Exercise prompt → Output the records below verbatim, minus the pictures.

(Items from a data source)
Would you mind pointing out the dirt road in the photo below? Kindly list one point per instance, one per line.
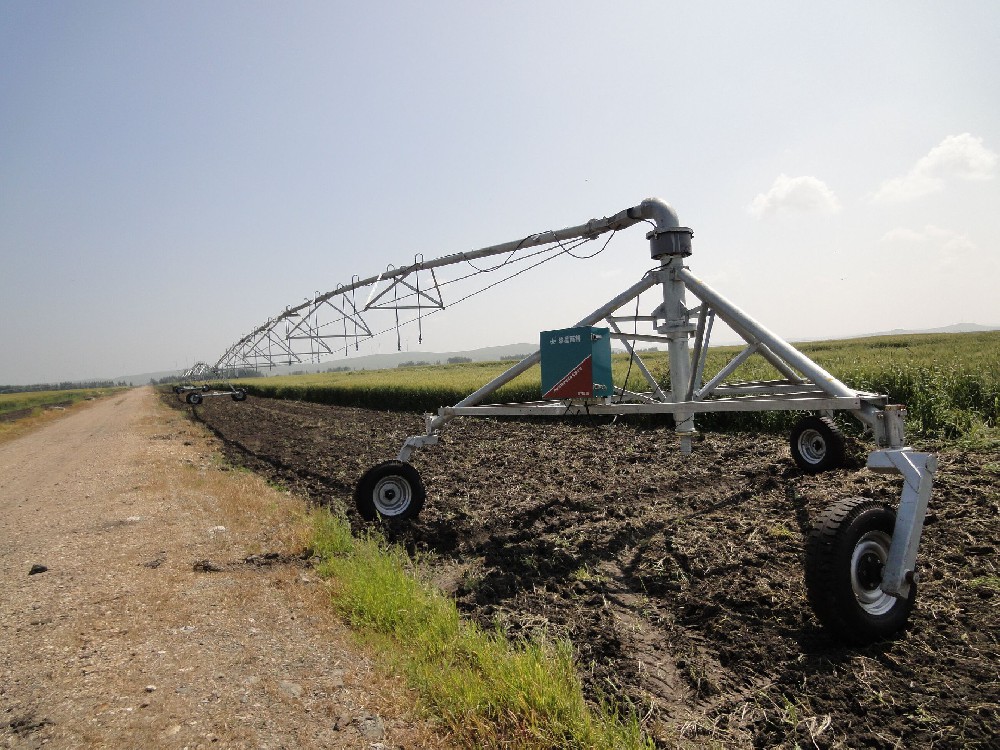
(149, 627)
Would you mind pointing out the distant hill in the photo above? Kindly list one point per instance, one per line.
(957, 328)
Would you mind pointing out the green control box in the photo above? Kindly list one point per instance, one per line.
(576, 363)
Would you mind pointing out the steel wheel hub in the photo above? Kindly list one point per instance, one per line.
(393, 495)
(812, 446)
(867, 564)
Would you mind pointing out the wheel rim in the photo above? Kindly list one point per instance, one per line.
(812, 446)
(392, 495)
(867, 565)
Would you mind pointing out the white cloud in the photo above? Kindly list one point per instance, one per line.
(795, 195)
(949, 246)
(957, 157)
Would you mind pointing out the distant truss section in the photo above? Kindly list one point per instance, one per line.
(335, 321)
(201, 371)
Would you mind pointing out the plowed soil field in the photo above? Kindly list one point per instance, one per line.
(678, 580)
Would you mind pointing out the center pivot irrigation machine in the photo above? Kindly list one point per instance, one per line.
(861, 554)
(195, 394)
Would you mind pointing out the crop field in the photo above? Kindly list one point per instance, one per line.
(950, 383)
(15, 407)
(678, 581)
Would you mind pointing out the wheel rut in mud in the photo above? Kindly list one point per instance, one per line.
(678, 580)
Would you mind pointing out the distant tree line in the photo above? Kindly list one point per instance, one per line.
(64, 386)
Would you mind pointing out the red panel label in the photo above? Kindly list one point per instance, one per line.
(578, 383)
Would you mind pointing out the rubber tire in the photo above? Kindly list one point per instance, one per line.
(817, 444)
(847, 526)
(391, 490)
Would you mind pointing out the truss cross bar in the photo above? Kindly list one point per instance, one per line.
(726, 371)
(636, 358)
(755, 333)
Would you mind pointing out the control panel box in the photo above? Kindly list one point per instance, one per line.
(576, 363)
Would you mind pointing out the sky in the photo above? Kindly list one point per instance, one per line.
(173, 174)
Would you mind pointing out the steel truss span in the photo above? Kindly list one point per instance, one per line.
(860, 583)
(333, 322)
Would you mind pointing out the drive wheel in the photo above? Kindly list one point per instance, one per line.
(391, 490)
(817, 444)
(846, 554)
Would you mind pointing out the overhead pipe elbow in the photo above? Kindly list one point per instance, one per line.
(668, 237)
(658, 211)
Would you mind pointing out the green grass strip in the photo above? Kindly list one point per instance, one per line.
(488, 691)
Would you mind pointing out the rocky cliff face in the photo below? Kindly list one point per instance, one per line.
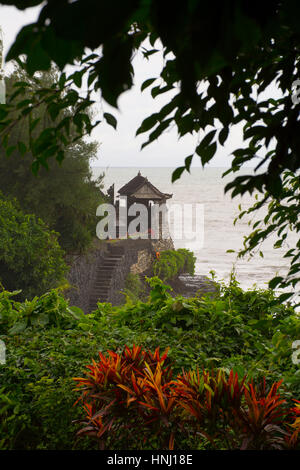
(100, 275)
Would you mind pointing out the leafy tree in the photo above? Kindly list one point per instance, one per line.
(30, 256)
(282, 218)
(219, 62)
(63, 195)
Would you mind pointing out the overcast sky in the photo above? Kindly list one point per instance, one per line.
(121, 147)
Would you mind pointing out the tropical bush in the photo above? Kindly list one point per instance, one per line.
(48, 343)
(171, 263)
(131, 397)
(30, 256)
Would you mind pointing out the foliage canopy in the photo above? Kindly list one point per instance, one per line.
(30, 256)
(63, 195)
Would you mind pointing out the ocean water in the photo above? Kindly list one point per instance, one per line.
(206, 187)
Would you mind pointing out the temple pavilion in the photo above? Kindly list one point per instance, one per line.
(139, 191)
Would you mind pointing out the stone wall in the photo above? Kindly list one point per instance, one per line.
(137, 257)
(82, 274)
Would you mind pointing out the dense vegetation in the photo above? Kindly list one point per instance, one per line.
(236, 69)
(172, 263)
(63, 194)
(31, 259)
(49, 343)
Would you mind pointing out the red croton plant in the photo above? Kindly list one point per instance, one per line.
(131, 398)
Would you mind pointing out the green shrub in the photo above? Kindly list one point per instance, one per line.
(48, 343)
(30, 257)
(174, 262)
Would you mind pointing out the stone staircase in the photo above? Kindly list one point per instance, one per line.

Exercise solution →
Would you mind pointing out the dirt road in the photo below? Kindly list one point per instance, one per line.
(149, 627)
Would you mind pointing out the distant hill in the photo above? Kindly list one point per instance, one per line.
(957, 328)
Would you mind pointing out the green control box in the photo above? Kindly list one point per instance, one per line.
(576, 363)
Would you mind pointing out the steel wheel hub in the photo above? Kindly list one point per instance, one per line.
(393, 495)
(812, 446)
(867, 564)
Would you mind pointing out the wheel rim in the photo above? Kindly list one point per instance, one per line.
(812, 446)
(392, 495)
(867, 565)
Would you mind pointing out the white cloud in the photo above? Kindly list one point per instance, one per line.
(795, 195)
(949, 246)
(957, 157)
Would you mind pointing out the distant truss section in the photo above? Kindly list one point per instance, one per line.
(335, 321)
(201, 371)
Would you mind pointing out the plowed soil field in the photo above? Kindly list one point per instance, one per line.
(678, 580)
Would you mind pointing out the center pivot irrigation machine in the photo above? Kindly list one point per instance, one per line.
(861, 554)
(195, 394)
Would you mind pointing out the crop field in the photo above? Kindly list one point per instance, one per line.
(950, 383)
(15, 407)
(678, 581)
Would you mind pointing out the wheel rut in mud in the photo above? Kindly list one point per instance, one per line.
(678, 580)
Would you mind pointing out the distant tree line in the photo above? Kindly list one point per instance, one per line.
(64, 386)
Would you mind pointing out the red panel label in the photo above? Kindly list one point per instance, one per line.
(578, 383)
Would you mind pointing out the rubber tire in the photo above? Kindly list one point per instance, one per line.
(817, 444)
(847, 526)
(391, 490)
Would you mind pointing out the truss cross bar in the photo above? Kindly list one point per instance, one per line.
(726, 371)
(636, 358)
(755, 333)
Would you mind pointing out the control panel box in the photo above? Kindly list one point per instance, one per line.
(576, 363)
Would you mind pointing out the sky in the photo above? Kindly list one point per instance, one per line.
(173, 174)
Would you mind pointing out the steel truss span in the photo above? Kindly list one point per instance, one per line.
(860, 583)
(333, 322)
Would you mind pointing out the drive wheel in the photo above? Kindly list one point per instance, one per line.
(391, 490)
(817, 444)
(846, 554)
Would you mind pointing out the overhead pipe elbow in the photo above? Kindly list one point per instance, one per line.
(668, 237)
(658, 211)
Would you mind pointing out the green grass strip in the photo above? Kindly list one point per instance, one per line.
(488, 691)
Would you mind pointing out the rocky cliff face in the photo below? Kindly list one point per instance, one per line.
(100, 275)
Would you mind pointing out the leafy tree in the photo above? Kindly list one point per instance, one per line.
(30, 256)
(282, 218)
(219, 62)
(63, 195)
Would you mind pointing out the overcast sky in the photo above? Kindly list one point per instance, one per line.
(121, 147)
Would you mind pointing out the tropical bush in the photo above? Kindly list one point per instance, one per line.
(48, 343)
(171, 263)
(131, 397)
(30, 256)
Would you mind pointing out the foliage canopy in the photo above? Kindly list one point per instance, one per line.
(30, 256)
(63, 195)
Would you mind pointing out the ocean water in the photo above? Kindly list one point per instance, one per line.
(206, 187)
Would you mind pointing out the temple pavilion in the photo above? Kindly list one point per instance, one per line.
(139, 191)
Would you mind pointing out the stone wall in the photo above? Kindly list one point per instance, one per line.
(137, 257)
(82, 274)
Would you mind pointing out the dense vegetation in the photo above? Kindly list one point per instance, one per line.
(236, 69)
(172, 263)
(63, 194)
(31, 259)
(49, 343)
Would you mind pointing out the red croton plant in the photo above? Kindly list one point per instance, one per line.
(131, 398)
Would you mind pointing out the green shrub in the photo above? Kindly list one point per instance, one per line.
(48, 343)
(30, 257)
(174, 262)
Would you mind pointing out the stone staircase in the photo above? Kindly list one point per instance, one per line.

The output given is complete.